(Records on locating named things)

<<<<

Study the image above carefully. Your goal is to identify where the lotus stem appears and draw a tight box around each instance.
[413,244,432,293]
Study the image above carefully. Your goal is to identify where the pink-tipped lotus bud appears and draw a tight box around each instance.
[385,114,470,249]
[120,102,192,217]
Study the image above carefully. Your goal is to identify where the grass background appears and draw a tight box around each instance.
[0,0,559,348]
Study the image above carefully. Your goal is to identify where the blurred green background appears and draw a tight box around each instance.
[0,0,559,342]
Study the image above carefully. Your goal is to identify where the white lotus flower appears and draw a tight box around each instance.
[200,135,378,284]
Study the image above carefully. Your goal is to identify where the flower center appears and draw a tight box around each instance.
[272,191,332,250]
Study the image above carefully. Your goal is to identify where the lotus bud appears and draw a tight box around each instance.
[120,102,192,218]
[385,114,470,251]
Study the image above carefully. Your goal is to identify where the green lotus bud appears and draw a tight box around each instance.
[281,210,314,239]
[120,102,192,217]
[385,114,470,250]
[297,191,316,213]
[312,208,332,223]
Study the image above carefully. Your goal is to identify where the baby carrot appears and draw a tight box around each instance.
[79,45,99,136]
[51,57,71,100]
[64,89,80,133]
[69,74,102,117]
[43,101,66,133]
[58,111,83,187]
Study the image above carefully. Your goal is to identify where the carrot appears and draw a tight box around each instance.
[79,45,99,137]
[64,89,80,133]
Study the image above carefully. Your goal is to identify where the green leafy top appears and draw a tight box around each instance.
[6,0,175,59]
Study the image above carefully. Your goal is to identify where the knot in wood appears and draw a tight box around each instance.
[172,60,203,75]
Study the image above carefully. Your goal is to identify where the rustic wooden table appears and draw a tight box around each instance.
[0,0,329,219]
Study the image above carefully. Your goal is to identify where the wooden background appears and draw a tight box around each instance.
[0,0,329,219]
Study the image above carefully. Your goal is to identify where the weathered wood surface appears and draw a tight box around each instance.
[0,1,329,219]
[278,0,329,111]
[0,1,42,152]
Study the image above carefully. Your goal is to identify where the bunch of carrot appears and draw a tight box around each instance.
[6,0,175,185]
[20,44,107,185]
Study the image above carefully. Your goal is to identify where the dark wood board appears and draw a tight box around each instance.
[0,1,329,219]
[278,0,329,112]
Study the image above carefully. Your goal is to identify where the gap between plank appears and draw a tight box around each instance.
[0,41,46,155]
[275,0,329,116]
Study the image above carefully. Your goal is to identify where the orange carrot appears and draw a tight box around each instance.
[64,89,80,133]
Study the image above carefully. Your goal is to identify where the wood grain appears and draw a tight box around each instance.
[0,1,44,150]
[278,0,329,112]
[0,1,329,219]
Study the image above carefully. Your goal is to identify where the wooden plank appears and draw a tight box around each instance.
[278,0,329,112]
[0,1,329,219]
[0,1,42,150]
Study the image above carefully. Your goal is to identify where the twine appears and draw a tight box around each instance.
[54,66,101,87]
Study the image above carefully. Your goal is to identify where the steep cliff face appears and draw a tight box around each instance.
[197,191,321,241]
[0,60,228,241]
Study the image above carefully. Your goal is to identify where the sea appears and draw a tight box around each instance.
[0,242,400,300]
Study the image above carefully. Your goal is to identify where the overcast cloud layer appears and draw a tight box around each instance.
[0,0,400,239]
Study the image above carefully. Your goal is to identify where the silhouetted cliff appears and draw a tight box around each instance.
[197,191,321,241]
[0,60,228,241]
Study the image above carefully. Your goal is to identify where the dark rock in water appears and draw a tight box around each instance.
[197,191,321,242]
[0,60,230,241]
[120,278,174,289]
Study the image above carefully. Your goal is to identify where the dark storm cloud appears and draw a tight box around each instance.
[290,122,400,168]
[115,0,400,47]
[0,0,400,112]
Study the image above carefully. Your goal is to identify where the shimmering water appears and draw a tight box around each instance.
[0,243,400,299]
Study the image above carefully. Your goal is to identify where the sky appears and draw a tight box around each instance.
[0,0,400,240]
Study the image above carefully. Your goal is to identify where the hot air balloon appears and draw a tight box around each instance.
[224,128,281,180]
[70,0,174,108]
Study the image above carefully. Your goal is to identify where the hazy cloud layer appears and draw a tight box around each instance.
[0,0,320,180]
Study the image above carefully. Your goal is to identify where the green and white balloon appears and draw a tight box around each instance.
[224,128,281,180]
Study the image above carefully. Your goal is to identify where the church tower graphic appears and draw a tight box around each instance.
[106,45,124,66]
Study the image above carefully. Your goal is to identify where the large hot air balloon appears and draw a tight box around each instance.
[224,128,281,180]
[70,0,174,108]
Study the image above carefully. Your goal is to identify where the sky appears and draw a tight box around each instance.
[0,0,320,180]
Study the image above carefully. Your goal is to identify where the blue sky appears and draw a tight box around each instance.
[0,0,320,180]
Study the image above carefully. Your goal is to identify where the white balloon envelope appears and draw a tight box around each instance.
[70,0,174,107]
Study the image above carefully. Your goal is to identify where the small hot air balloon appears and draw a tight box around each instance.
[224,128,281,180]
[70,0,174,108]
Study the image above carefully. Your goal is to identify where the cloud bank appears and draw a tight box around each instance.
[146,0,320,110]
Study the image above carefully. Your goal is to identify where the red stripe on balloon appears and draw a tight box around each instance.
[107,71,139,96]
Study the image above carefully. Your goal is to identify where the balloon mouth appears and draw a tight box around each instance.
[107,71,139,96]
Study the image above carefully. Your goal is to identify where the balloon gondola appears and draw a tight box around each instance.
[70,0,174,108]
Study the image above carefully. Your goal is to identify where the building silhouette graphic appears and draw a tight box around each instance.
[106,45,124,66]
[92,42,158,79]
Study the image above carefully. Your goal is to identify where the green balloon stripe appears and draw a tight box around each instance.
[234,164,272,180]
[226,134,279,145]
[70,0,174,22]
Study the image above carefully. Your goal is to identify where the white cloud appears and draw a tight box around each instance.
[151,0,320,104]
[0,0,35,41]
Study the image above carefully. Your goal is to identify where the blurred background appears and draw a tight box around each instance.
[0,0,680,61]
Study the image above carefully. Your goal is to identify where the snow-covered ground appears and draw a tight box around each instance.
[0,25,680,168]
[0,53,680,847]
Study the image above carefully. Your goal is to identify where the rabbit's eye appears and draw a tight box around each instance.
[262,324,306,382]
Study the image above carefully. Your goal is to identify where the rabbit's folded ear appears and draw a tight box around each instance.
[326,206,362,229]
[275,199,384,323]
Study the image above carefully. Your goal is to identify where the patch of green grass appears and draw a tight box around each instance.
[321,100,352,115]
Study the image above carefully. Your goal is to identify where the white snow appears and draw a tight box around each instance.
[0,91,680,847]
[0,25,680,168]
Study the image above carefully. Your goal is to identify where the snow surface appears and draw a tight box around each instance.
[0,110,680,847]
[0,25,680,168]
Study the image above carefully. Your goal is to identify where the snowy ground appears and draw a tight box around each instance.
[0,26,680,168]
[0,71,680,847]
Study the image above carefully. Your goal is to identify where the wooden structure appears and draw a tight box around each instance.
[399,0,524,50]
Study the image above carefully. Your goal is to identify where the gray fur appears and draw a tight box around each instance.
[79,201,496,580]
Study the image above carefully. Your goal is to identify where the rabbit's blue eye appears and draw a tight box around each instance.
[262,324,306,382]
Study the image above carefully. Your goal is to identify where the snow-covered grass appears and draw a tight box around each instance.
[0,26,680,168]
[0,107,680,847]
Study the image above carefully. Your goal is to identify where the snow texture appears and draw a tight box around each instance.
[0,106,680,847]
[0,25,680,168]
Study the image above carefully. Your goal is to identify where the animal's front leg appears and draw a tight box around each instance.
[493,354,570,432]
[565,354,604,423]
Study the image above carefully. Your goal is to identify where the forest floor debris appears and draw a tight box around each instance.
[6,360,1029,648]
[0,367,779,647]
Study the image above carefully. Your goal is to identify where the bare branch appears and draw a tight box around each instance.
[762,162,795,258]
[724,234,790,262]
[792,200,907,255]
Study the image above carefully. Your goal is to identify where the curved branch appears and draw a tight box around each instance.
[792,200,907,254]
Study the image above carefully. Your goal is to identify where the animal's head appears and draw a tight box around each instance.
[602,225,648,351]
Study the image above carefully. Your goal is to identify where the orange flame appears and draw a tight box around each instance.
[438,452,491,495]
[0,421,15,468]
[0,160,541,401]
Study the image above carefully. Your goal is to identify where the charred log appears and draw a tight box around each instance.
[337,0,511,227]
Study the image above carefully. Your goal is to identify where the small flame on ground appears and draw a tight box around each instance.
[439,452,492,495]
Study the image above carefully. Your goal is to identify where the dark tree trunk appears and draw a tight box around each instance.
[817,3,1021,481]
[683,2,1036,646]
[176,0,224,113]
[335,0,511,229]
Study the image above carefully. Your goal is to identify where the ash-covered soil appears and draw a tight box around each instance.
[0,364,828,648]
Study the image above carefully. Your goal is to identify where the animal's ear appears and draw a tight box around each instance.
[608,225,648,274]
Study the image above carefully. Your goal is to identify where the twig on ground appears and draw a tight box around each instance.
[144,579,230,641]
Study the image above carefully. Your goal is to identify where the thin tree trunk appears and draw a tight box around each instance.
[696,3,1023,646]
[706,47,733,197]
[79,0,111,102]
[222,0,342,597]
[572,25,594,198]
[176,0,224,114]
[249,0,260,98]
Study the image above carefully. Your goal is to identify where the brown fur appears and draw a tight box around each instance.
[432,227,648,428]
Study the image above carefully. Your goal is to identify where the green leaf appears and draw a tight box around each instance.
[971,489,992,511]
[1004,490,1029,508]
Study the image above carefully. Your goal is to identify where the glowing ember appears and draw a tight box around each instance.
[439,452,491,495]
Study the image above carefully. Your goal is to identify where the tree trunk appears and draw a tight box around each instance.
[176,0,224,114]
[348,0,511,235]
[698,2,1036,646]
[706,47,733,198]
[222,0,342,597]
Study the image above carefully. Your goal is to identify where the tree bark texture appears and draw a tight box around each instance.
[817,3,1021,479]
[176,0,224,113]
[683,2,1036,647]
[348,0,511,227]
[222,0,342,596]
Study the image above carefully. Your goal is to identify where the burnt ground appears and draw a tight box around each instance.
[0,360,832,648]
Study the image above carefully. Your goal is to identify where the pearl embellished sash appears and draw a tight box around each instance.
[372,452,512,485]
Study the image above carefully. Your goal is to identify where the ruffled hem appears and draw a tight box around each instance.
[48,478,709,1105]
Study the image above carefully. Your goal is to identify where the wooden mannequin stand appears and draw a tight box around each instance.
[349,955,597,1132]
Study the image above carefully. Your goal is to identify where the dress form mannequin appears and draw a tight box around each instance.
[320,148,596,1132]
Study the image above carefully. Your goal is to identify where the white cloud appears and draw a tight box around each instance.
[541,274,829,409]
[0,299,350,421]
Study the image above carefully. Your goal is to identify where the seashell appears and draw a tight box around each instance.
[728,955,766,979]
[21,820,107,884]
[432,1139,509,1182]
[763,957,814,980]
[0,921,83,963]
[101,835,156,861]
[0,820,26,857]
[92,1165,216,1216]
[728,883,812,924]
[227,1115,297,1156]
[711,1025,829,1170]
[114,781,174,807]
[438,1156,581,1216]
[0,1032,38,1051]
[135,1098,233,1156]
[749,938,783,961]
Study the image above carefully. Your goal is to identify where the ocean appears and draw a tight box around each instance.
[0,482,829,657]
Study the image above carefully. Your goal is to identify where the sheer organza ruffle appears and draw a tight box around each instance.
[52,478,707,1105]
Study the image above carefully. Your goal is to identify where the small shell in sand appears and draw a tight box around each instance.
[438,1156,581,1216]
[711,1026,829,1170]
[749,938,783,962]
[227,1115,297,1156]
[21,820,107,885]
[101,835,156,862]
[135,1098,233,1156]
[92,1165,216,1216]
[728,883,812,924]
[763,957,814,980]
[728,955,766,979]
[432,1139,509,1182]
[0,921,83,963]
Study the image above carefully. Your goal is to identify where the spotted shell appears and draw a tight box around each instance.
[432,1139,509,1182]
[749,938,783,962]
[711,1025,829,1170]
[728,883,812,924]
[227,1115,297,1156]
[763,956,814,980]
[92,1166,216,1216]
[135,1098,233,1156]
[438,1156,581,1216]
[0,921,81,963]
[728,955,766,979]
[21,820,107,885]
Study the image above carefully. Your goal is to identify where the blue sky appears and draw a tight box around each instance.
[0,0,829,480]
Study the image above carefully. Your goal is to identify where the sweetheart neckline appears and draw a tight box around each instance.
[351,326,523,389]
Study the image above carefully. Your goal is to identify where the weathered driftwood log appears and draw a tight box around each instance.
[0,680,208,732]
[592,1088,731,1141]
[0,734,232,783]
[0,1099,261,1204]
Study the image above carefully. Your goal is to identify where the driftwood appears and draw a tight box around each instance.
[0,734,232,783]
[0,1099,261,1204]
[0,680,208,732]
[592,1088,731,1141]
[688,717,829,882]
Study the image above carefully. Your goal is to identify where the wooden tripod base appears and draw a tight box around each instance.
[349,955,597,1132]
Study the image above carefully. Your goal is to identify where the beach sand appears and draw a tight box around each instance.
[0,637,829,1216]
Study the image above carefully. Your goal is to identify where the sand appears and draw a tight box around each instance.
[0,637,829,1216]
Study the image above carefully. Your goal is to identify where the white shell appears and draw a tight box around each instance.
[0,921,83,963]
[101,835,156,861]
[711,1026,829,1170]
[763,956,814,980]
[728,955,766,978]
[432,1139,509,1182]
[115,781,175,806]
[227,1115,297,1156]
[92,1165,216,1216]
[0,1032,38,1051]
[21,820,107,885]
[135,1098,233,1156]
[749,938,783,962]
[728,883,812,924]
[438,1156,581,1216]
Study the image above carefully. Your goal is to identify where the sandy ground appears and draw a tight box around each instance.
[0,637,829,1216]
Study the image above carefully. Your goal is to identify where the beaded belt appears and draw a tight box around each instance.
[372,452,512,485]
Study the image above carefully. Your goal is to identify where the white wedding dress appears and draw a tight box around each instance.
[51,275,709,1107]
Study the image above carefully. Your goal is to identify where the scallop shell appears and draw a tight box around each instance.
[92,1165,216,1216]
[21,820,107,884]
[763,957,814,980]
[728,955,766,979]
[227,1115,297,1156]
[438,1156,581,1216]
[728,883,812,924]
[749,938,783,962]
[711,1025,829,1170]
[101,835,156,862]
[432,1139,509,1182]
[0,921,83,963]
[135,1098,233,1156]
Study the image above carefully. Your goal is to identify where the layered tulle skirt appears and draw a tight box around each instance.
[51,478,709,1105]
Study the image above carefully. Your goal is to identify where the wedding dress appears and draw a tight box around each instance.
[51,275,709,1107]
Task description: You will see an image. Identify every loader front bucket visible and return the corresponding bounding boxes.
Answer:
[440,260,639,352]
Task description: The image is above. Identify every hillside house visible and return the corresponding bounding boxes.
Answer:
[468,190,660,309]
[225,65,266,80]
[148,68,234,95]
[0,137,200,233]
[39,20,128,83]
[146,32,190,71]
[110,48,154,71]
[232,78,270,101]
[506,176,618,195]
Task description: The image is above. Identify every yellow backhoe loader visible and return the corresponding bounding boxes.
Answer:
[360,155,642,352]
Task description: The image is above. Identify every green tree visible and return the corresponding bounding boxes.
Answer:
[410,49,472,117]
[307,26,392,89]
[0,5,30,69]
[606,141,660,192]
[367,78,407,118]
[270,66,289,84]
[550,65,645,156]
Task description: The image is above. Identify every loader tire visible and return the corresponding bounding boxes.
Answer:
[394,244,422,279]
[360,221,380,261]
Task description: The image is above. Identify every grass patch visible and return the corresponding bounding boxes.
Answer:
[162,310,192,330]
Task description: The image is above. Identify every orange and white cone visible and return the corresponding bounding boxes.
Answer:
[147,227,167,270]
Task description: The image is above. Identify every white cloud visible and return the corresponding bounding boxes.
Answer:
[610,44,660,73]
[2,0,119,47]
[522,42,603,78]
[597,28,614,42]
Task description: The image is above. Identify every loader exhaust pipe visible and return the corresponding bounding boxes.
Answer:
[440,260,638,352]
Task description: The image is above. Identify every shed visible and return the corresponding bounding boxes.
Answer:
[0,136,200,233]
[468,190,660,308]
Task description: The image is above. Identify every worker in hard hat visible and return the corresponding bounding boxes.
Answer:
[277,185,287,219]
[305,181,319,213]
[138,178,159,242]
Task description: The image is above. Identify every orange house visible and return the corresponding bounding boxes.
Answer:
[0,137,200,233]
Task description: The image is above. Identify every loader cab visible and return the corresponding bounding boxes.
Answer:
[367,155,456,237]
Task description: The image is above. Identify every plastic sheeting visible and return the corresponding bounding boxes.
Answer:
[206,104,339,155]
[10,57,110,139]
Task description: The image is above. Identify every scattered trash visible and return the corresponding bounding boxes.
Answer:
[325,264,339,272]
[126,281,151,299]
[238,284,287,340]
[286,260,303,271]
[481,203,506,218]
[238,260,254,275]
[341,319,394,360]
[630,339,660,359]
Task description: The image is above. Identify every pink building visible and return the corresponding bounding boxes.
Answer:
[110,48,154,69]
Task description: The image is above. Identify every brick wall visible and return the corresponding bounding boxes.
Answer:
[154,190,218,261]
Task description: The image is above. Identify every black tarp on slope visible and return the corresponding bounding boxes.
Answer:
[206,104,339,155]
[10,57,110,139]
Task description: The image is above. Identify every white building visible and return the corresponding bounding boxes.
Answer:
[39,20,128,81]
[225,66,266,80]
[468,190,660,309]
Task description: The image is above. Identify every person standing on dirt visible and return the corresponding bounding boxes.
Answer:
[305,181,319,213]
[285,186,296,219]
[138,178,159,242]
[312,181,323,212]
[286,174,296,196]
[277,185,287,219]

>>>>

| GOAL |
Copy out, word for word, the lines from the start of the records through the line that contains "[413,244,432,293]", including both ends.

| SOLUTION FOR THIS PROBLEM |
Study the image above carefully. Your goal is to identify where the lotus stem appears and draw a tight box around each instance.
[413,244,432,293]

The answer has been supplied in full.